The entries should be given again so that each one matches the original exactly.
++++++++
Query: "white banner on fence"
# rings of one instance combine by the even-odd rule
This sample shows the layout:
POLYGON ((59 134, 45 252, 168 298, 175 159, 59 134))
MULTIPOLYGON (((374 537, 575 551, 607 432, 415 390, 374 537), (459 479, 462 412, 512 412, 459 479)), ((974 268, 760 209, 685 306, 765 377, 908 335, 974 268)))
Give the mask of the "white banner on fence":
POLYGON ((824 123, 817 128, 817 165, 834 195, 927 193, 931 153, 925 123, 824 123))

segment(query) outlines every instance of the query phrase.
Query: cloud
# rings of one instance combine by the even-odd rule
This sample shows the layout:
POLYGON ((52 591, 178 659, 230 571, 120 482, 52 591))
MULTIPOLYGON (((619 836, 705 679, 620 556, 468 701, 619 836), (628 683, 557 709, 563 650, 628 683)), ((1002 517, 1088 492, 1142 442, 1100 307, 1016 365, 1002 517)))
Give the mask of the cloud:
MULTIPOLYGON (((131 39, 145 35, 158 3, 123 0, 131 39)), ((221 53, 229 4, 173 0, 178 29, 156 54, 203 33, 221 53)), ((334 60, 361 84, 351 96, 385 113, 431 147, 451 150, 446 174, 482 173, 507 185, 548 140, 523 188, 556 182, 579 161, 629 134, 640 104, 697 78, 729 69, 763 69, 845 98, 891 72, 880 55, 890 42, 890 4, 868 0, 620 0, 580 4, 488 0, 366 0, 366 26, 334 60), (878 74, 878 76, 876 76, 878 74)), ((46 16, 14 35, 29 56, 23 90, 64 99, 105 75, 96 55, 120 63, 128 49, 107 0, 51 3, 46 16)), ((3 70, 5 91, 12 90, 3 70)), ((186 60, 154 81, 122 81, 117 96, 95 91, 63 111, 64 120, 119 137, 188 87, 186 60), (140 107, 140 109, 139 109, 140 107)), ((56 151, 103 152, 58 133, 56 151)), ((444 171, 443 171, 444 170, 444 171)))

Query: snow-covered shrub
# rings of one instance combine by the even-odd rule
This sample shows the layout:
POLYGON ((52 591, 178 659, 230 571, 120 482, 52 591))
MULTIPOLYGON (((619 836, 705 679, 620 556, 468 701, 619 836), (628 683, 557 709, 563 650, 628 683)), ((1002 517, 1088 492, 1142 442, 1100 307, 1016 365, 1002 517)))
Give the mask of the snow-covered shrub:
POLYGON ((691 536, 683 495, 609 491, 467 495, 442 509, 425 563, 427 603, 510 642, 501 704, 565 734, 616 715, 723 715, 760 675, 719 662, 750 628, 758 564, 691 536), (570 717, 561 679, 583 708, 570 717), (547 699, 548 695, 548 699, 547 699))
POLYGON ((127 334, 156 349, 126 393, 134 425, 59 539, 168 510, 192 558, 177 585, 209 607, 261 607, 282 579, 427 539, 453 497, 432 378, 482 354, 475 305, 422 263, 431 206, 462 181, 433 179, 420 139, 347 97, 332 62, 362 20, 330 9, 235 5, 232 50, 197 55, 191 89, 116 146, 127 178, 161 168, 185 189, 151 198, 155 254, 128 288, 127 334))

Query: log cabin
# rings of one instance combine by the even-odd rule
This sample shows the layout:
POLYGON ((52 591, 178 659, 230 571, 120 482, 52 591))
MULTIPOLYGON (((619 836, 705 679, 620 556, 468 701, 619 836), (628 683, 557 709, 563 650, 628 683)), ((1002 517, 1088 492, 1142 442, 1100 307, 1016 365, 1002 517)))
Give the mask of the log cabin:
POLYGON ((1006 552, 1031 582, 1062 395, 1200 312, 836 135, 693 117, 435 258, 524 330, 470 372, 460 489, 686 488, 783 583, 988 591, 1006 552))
++++++++
(The answer):
Query: "white banner on fence"
# rings of one instance combine by the even-odd rule
This sample shows the layout:
POLYGON ((59 134, 45 252, 168 298, 175 159, 59 134))
MULTIPOLYGON (((374 537, 575 551, 607 432, 415 390, 374 537), (459 479, 462 412, 512 412, 459 479)), ((974 268, 760 209, 685 306, 765 377, 908 335, 974 268)))
Give the mask of the "white banner on fence":
POLYGON ((824 123, 817 128, 817 165, 834 195, 927 193, 931 153, 925 123, 824 123))

segment(query) outlines every instance of the query phrase.
Query: cloud
# rings of one instance combine by the even-odd rule
This sample shows the layout:
POLYGON ((52 591, 178 659, 230 571, 120 482, 52 591))
MULTIPOLYGON (((619 836, 705 679, 620 556, 468 701, 619 836), (628 683, 557 709, 563 650, 628 683)), ((1002 517, 1088 492, 1142 442, 1100 307, 1016 365, 1002 517)))
Give the mask of the cloud:
MULTIPOLYGON (((131 39, 145 35, 158 3, 123 0, 131 39)), ((221 53, 229 4, 173 0, 178 29, 156 54, 203 33, 221 53)), ((334 60, 361 84, 351 96, 385 113, 431 147, 451 150, 446 174, 482 173, 507 185, 548 140, 523 188, 556 182, 579 161, 629 134, 640 104, 697 78, 729 69, 763 69, 845 98, 891 72, 880 55, 890 42, 890 4, 868 0, 620 0, 580 4, 488 0, 366 0, 366 26, 334 60), (878 74, 878 76, 876 76, 878 74)), ((46 16, 14 35, 29 56, 23 90, 64 99, 105 75, 96 55, 120 63, 128 49, 107 0, 51 3, 46 16)), ((3 70, 5 91, 12 90, 3 70)), ((186 60, 154 81, 122 81, 117 96, 95 91, 63 111, 64 120, 119 137, 188 87, 186 60), (140 107, 140 109, 139 109, 140 107)), ((56 151, 103 152, 58 133, 56 151)), ((444 171, 443 171, 444 170, 444 171)))

Query: snow-covered shrub
# rings of one instance combine by the even-odd rule
This sample shows the layout:
POLYGON ((52 591, 178 659, 230 571, 120 482, 52 591))
MULTIPOLYGON (((619 836, 705 679, 620 556, 468 701, 619 836), (628 683, 557 709, 563 650, 628 683)), ((1002 517, 1088 492, 1142 442, 1100 307, 1016 365, 1002 517)))
Give the mask of the snow-covered shrub:
POLYGON ((691 536, 683 495, 609 491, 467 495, 442 509, 425 563, 427 603, 510 642, 501 704, 565 734, 616 715, 723 715, 760 675, 719 662, 750 628, 758 564, 691 536), (570 717, 561 679, 583 708, 570 717), (547 699, 548 695, 548 699, 547 699))
POLYGON ((127 334, 156 349, 126 393, 134 425, 59 539, 168 510, 192 558, 177 585, 209 607, 261 607, 282 579, 427 539, 453 497, 432 378, 482 354, 475 305, 422 263, 431 206, 462 181, 433 179, 420 139, 347 97, 332 62, 362 20, 330 9, 235 5, 232 50, 197 55, 191 89, 116 146, 127 178, 161 168, 185 189, 151 198, 155 254, 128 288, 127 334))

Query: log cabin
# rings of one instance combine by the even-odd rule
This sample shows the layout:
POLYGON ((52 591, 178 659, 230 571, 120 482, 52 591))
MULTIPOLYGON (((619 836, 705 679, 620 556, 468 701, 619 836), (628 683, 557 709, 563 650, 628 683)), ((1002 517, 1088 492, 1142 442, 1100 307, 1016 365, 1002 517)))
Give the mask of the log cabin:
POLYGON ((1006 552, 1031 582, 1062 395, 1200 312, 836 135, 693 117, 435 258, 524 330, 470 372, 460 489, 686 488, 783 583, 988 591, 1006 552))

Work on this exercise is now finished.